Goal
Convert the lines below into a JSON list of strings, with one string for each line and blank lines omitted.

Stored records
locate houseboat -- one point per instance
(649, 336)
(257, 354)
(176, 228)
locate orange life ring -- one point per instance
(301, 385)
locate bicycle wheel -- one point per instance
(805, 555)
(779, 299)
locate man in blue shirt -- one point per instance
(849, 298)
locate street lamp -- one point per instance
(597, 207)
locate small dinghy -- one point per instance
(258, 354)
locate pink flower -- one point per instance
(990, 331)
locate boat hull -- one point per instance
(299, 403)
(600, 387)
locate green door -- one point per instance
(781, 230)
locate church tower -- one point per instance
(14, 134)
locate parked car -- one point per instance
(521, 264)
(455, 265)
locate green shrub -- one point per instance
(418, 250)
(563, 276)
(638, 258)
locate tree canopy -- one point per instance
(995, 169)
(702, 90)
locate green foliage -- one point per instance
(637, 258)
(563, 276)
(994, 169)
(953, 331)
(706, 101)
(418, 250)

Task answer
[
  "locate houseboat -- one point per instance",
  "(649, 336)",
  "(257, 354)",
  "(176, 228)",
  "locate orange life ring -- one point per instance",
  "(301, 385)",
  "locate bicycle wheel -- one point per instance",
  "(805, 555)",
  "(779, 299)",
  "locate man in blue shirt -- one point per instance",
  "(849, 298)",
  "locate street lamp -- one point per instance",
  "(597, 207)",
  "locate small dinghy -- one point per instance",
  "(258, 354)",
  "locate pink flower -- one point per instance",
  "(990, 331)",
  "locate boat hull -- one point per instance",
  "(299, 403)",
  "(600, 387)",
  "locate green door -- one point per instance",
  "(781, 230)",
  "locate church tower -- one point per instance",
  "(14, 134)",
  "locate parked car -- one point per instance",
  "(521, 264)",
  "(455, 265)",
  "locate green shrub -- one point per instance",
  "(418, 250)",
  "(563, 276)",
  "(638, 258)",
  "locate tree canopy -- one point per instance",
  "(995, 169)",
  "(702, 90)",
  "locate green foliage -- one point per instance",
  "(637, 258)",
  "(563, 276)",
  "(994, 169)",
  "(953, 331)",
  "(706, 101)",
  "(418, 250)"
]